EXERCISE INSTRUCTIONS: Please write out everything from "Ankit Agrawal Nov." down to "this relationship exists." in the patch discussion, changing "BAR2" to "BAR4" each time it occurs.

SOURCE EXTRACT:
>> BEGIN

Ankit Agrawal Nov. 9, 2023, 4:27 a.m. UTC | #12

> In light of that, I don't think we should be independently calculating
> the BAR2 region size using roundup_pow_of_two(nvdev->memlength).
> Instead we should be using pci_resource_len() of the physical BAR2 to
> make it evident that this relationship exists.

Just wanted to update on the discussions.. Since the underlying physical
BAR is not being used at all, we will emulate the PCI config BAR registers
for the fake BAR. Thus, the read/write requests to those registers will not
go to the underlying BAR on the device. I'll make the change in the next
posting.

Patch

diff --git a/MAINTAINERS b/MAINTAINERS
index e60e800ed91c..c47230def6f1 100644
--- a/MAINTAINERS
+++ b/MAINTAINERS
@@ -22770,6 +22770,12 @@  L:	kvm@vger.kernel.org
 S:	Maintained
 F:	drivers/vfio/platform/
 
+VFIO NVIDIA GRACE GPU DRIVER
+M:	Ankit Agrawal <ankita@nvidia.com>
+L:	kvm@vger.kernel.org
+S:	Maintained
+F:	drivers/vfio/pci/nvgrace-gpu/
+
 VGA_SWITCHEROO
 R:	Lukas Wunner <lukas@wunner.de>
 S:	Maintained
diff --git a/drivers/vfio/pci/Kconfig b/drivers/vfio/pci/Kconfig
index 8125e5f37832..2456210e85f1 100644
--- a/drivers/vfio/pci/Kconfig
+++ b/drivers/vfio/pci/Kconfig
@@ -65,4 +65,6 @@  source "drivers/vfio/pci/hisilicon/Kconfig"
 
 source "drivers/vfio/pci/pds/Kconfig"
 
+source "drivers/vfio/pci/nvgrace-gpu/Kconfig"

>> END

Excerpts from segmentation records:
>> BEGIN

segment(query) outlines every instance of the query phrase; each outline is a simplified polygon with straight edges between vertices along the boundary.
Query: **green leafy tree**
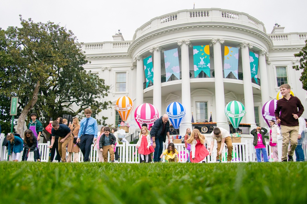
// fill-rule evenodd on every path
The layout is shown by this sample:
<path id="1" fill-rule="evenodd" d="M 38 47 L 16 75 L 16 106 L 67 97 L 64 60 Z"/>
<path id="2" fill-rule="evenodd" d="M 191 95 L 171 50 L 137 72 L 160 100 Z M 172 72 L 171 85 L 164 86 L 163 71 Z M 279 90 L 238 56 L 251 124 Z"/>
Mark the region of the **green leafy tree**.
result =
<path id="1" fill-rule="evenodd" d="M 30 110 L 44 116 L 41 122 L 46 125 L 51 117 L 76 115 L 90 107 L 96 113 L 107 108 L 111 101 L 104 98 L 110 87 L 84 70 L 88 62 L 72 32 L 50 22 L 37 23 L 21 16 L 20 21 L 21 28 L 5 31 L 5 50 L 11 63 L 1 66 L 0 74 L 4 76 L 0 87 L 8 88 L 1 88 L 0 94 L 19 97 L 22 110 L 17 133 L 22 133 Z"/>
<path id="2" fill-rule="evenodd" d="M 300 81 L 302 82 L 303 88 L 307 90 L 307 40 L 305 41 L 306 45 L 302 48 L 301 51 L 294 56 L 300 58 L 300 65 L 293 66 L 292 68 L 296 70 L 302 70 L 302 75 L 300 77 Z"/>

>> END

THE OUTPUT:
Ankit Agrawal Nov. 9, 2023, 4:27 a.m. UTC | #12

> In light of that, I don't think we should be independently calculating
> the BAR4 region size using roundup_pow_of_two(nvdev->memlength).
> Instead we should be using pci_resource_len() of the physical BAR4 to
> make it evident that this relationship exists.